TEXT SEGMENT -
◆ ◆ ◆

This is an educational overview, not a diagnostic tool. Only a clinician can diagnose your headaches.
Headache disorders are formally classified by the International Classification of Headache Disorders, third edition, known as ICHD-3, which is published by the International Headache Society. It is the reference clinicians actually reach for. A useful first split is between primary headaches, where the headache is the disease itself, and secondary headaches, where the pain is a symptom of something else. The three types below are all primary. Here is how they differ once you look at their defined features rather than the folk descriptions.
Migraine
Under ICHD-3, a diagnosis of migraine without aura calls for at least five attacks that each last somewhere between 4 and 72 hours if untreated. The pain has to carry at least two of four features, meaning it is one-sided, or pulsating, or moderate to severe, or made worse by routine physical activity. On top of that, the attack has to bring either nausea, with or without vomiting, or sensitivity to both light and sound. Migraine with aura is scored a little differently, since the aura itself is diagnostic, so only two attacks are needed. Aura is usually visual but can be sensory or affect speech, and it typically develops gradually and resolves within an hour.
A quick bedside shorthand that clinicians sometimes use is POUND, which stands for Pulsating, duration of One day (the 4 to 72 hour window), Unilateral, Nausea, and Disabling intensity. The more of those that fit, the more migraine looks likely.
It is also worth knowing the episodic versus chronic distinction. When migraine or headache is present on 15 or more days a month for more than three months, it is considered chronic, which changes how clinicians think about prevention.
Tension-type headache
This is the most common headache overall, and its profile is almost the mirror image of migraine. It is usually felt on both sides, with a pressing or tightening quality, the classic band around the head. Intensity tends to be mild to moderate. Crucially, it is not typically made worse by ordinary activity, and it usually lacks the nausea and the light and sound sensitivity that define a migraine attack. Because it is milder, people often manage it without ever seeing a clinician, though frequent episodes are still worth attention.
Cluster headache
Uncommon, and severe. The attacks are strictly one-sided and centre around or behind the eye. Individual attacks last from about 15 minutes to 3 hours if untreated, and they arrive in bouts, recurring from every other day up to eight times a day for weeks at a stretch. What sets them apart is the set of same-side autonomic signs that come along, such as a tearing or reddened eye, a congested or running nostril, or a drooping eyelid (Mayo Clinic). People are also typically restless during a cluster attack, pacing rather than lying still, which is a helpful contrast with migraine.
Two traps worth flagging
First, the so-called sinus headache. Recurrent "sinus headaches" that show up without any actual infection are frequently migraine in disguise, because migraine readily produces facial pressure and nasal symptoms. Getting the label right is not pedantry, since the treatments genuinely differ.
Second, medication-overuse headache. Using acute pain relief too often, more than about 10 to 15 days a month depending on the drug, can paradoxically drive a near-daily headache of its own. It is common, easily missed, and improves when the overused medication is carefully reduced with guidance.
The criteria above are summarised from ICHD-3 and from Nature Reviews Disease Primers. None of it substitutes for an actual clinical assessment, which can weigh your full history in a way a checklist never will.

◆ ◆ ◆

[Rows excerpted from a collection]

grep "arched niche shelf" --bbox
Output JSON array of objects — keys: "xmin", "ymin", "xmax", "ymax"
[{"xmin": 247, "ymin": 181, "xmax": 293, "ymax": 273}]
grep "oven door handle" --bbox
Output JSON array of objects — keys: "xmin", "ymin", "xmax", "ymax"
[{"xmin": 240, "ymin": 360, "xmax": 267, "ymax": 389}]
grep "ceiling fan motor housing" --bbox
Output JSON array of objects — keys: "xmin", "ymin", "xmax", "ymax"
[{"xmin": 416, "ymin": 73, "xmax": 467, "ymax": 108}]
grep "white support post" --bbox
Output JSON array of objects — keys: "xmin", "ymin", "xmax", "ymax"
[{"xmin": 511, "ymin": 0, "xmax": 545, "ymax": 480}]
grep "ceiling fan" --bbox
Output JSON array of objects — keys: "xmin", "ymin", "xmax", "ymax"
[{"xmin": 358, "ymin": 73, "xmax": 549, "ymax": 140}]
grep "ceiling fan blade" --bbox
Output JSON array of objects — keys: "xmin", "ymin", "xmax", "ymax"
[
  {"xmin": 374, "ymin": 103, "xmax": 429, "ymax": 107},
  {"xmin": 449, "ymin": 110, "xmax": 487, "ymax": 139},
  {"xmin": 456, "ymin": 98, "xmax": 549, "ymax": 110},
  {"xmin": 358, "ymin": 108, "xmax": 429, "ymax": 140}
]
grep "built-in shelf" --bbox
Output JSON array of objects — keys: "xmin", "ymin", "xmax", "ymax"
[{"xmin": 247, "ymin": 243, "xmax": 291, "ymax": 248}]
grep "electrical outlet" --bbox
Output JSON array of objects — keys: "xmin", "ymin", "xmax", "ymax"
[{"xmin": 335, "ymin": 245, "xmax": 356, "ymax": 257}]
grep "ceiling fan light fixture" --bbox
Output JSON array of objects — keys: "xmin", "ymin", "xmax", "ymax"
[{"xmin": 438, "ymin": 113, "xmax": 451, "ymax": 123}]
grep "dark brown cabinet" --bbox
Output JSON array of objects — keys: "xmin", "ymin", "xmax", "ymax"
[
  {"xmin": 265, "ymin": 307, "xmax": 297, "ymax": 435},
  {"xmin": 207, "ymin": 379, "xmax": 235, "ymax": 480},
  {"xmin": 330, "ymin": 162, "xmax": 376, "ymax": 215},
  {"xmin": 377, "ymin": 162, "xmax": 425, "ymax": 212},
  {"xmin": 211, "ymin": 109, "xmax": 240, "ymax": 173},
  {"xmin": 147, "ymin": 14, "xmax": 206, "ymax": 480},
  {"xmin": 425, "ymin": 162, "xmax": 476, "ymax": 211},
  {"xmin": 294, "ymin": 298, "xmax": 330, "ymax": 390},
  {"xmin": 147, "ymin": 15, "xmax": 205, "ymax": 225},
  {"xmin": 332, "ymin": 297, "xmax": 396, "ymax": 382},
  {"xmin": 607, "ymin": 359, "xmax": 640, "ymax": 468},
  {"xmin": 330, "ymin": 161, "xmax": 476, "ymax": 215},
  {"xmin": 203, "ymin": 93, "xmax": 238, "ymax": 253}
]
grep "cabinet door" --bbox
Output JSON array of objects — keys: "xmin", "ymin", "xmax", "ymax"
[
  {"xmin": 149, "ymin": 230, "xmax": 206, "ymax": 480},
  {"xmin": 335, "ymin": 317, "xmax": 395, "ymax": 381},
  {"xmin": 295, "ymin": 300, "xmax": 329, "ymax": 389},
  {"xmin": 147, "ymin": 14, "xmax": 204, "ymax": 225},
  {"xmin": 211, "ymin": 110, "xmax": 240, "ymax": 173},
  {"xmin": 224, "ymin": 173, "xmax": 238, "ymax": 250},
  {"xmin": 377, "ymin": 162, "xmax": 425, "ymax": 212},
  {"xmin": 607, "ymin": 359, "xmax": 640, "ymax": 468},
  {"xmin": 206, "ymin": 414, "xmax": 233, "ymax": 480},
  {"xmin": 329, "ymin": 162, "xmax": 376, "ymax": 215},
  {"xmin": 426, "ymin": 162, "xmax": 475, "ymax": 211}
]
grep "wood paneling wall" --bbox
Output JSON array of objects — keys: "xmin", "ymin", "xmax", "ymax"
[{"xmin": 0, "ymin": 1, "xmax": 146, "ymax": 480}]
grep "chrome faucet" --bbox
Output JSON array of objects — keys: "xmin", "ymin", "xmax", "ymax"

◆ ◆ ◆

EXERCISES TO COMPLETE -
[1] Copy the part of the headache overview between "It is also worth" and "still worth attention.", inclusive.
[2] According to the headache overview, how long do individual cluster headache attacks last if untreated?
The rows come from a different source than the headache overview.

SOLUTIONS TO THE EXERCISE -
[1]
It is also worth knowing the episodic versus chronic distinction. When migraine or headache is present on 15 or more days a month for more than three months, it is considered chronic, which changes how clinicians think about prevention.
Tension-type headache
This is the most common headache overall, and its profile is almost the mirror image of migraine. It is usually felt on both sides, with a pressing or tightening quality, the classic band around the head. Intensity tends to be mild to moderate. Crucially, it is not typically made worse by ordinary activity, and it usually lacks the nausea and the light and sound sensitivity that define a migraine attack. Because it is milder, people often manage it without ever seeing a clinician, though frequent episodes are still worth attention.

[2] From about 15 minutes to 3 hours.